TUGAS 1:
Tentukan apakah setiap pernyataan berikut sesuai dengan kutipan teks, lalu jawab ya atau tidak disertai kata-kata penentu dari kutipan teks yang dikutip persis.
(a) Warisan dan wasiat termasuk dalam bagian Ahwal Syahsiah.
(b) Jual beli dan syirkah dibahas dalam bagian Hudud dan ta'zir.
(c) Bagian marofa'at disebut juga hukum pidana.
TUGAS 2:
Berdasarkan kutipan teks, jelaskan maksud topik fiqh dalam perspektif epistimologi dalam satu sampai tiga kalimat.
TUGAS 3:
Salin bagian kutipan teks yang dimulai dengan "Kebanyakan oleh para" dan berlanjut sampai "dan akibat-akibat hukumnya.", tanpa mengubah satu kata pun.

KUTIPAN TEKS:
╔══

2. Bagian Ahwal Syahsiah yaitu bagian yang membicarakan
hukum-hukum yang berhubungan dengan pembentukan dan pengaturan keluarga dan
segala akibat-akibatnya, seperti perkawinan, maskawin, nafkah, perceraian,
talak, rujuk, iddah, hadhanah, rodho'ah, warisan, wasiat dan lain-lain.
Kebanyakan oleh para mujtahidin, bagian ini dimasukkan dalam bagian mu'amalah.
3. Bagian muamalat, suatu bagian yang
membicarakan hukum-hukum yang mengatur harta benda hak milik, aqad dan
kerjasama sesama manusia, seperti jual beli, ijarah, rohan, syirkah dan
lain-lain.
4. Bagian Hudud dan ta'zir atau hukum pidana yaitu bagian yang
membicarakan hukum-hukum yang membicarakan hukum-hukum yang berhubungan dengan
kejahatan, pelanggaran dan akibat-akibat hukumnya.
5. Bagian marofa'at atau hukum acara, yaitu bagian yang
membicarakan hukum-hukum yang mengatur cara mengajukan perkara, perselisihan,
penuntutan dan cara-cara menetapkan suatu tuntutan yang daapat diterima dan
cara-cara yang dapat melindungi hak-hak seseorang.
6. Bagian siyarul mughozi, yaitu bagian yang membicarakan
hukum-hukum yang mengatur peperangan antar bangsa, mengatur perdamaian, piagam
perjanjian, dokumen-dokumen dan hubungan-hubungan umat Islam dengan bukan
Islam. Dalam pembahasan ini penulis tiadak membedakan syari'ah dengan fiqh.
C.
FIQH DALAM PERSPEKTIF EPISTIMOLOGI
Maksud topik ini adalah bagaimana
caranya mengetahui pesan-pesan syar'i yang dituntunkan oleh Allah sebagai
pembuat hukum dan rasul sebagai pengemban untuk menyampaikan hukum-hukum itu
kepada seluruh umat manusia.

╚══

DATA ENTRI:
╔══

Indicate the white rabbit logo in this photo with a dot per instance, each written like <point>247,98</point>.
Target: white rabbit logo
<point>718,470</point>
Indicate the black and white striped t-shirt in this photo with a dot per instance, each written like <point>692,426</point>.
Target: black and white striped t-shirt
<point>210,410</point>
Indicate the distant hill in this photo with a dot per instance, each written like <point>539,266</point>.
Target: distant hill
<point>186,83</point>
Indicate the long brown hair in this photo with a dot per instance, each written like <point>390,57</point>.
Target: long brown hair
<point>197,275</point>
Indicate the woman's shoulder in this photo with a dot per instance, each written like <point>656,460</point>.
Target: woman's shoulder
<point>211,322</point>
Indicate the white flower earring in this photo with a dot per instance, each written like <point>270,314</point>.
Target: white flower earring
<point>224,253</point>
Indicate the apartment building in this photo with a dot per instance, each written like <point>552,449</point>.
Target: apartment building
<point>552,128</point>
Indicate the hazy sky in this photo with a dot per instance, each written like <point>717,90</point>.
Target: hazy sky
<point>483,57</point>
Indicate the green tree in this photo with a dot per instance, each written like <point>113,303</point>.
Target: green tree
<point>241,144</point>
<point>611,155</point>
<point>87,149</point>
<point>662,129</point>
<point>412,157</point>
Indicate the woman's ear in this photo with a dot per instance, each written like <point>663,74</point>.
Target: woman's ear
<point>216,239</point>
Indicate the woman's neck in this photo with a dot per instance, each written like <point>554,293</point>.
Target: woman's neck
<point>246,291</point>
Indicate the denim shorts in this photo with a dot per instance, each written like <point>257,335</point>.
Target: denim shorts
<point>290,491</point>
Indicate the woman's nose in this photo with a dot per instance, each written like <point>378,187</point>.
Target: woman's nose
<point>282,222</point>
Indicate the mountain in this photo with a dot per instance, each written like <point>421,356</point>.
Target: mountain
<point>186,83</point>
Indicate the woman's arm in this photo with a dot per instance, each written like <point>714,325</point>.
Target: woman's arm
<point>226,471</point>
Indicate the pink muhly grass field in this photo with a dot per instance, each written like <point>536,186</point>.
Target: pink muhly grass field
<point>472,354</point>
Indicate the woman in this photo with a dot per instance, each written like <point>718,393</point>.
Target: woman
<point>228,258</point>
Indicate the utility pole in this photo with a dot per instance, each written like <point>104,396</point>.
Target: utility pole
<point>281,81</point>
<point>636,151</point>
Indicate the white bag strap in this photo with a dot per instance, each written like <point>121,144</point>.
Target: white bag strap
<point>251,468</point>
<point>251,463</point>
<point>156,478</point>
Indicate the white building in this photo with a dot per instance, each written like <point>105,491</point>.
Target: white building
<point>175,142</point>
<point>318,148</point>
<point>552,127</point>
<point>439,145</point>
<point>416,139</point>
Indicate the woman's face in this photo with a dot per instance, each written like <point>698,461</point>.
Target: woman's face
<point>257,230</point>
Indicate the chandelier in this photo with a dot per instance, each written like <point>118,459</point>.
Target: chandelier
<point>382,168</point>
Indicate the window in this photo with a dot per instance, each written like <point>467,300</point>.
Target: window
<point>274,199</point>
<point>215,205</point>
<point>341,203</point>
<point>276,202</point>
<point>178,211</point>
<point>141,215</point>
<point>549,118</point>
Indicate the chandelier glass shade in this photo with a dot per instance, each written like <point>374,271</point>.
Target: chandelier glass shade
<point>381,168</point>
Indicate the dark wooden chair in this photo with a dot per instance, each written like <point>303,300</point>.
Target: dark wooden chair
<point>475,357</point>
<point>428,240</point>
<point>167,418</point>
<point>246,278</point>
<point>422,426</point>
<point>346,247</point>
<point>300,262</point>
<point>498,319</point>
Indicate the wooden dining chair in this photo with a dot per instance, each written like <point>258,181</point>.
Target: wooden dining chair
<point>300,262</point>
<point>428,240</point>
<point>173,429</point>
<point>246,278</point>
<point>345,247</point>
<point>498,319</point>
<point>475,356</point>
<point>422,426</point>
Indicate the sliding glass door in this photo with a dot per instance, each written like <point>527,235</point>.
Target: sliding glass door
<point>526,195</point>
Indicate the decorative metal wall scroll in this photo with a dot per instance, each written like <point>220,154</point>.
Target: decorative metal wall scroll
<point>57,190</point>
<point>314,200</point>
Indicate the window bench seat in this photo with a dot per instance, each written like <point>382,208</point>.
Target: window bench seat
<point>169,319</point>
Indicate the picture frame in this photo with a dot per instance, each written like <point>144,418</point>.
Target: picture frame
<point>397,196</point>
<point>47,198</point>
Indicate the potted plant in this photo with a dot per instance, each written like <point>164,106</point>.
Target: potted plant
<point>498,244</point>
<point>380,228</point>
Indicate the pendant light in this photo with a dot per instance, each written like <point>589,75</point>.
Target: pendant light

╚══

JAWABAN LENGKAP 1:
(a) Ya: "perkawinan, maskawin, nafkah, perceraian, talak, rujuk, iddah, hadhanah, rodho'ah, warisan, wasiat dan lain-lain"
(b) Tidak: "3. Bagian muamalat, suatu bagian yang membicarakan hukum-hukum yang mengatur harta benda hak milik, aqad dan kerjasama sesama manusia, seperti jual beli, ijarah, rohan, syirkah dan lain-lain"
(c) Tidak: "Bagian marofa'at atau hukum acara"

JAWABAN LENGKAP 2:
Topik ini bermaksud membahas cara mengetahui pesan-pesan syar'i yang dituntunkan oleh Allah sebagai pembuat hukum. Dalam hal ini, rasul berperan sebagai pengemban yang menyampaikan hukum-hukum itu kepada seluruh umat manusia.

JAWABAN LENGKAP 3:
Kebanyakan oleh para mujtahidin, bagian ini dimasukkan dalam bagian mu'amalah.
3. Bagian muamalat, suatu bagian yang
membicarakan hukum-hukum yang mengatur harta benda hak milik, aqad dan
kerjasama sesama manusia, seperti jual beli, ijarah, rohan, syirkah dan
lain-lain.
4. Bagian Hudud dan ta'zir atau hukum pidana yaitu bagian yang
membicarakan hukum-hukum yang membicarakan hukum-hukum yang berhubungan dengan
kejahatan, pelanggaran dan akibat-akibat hukumnya.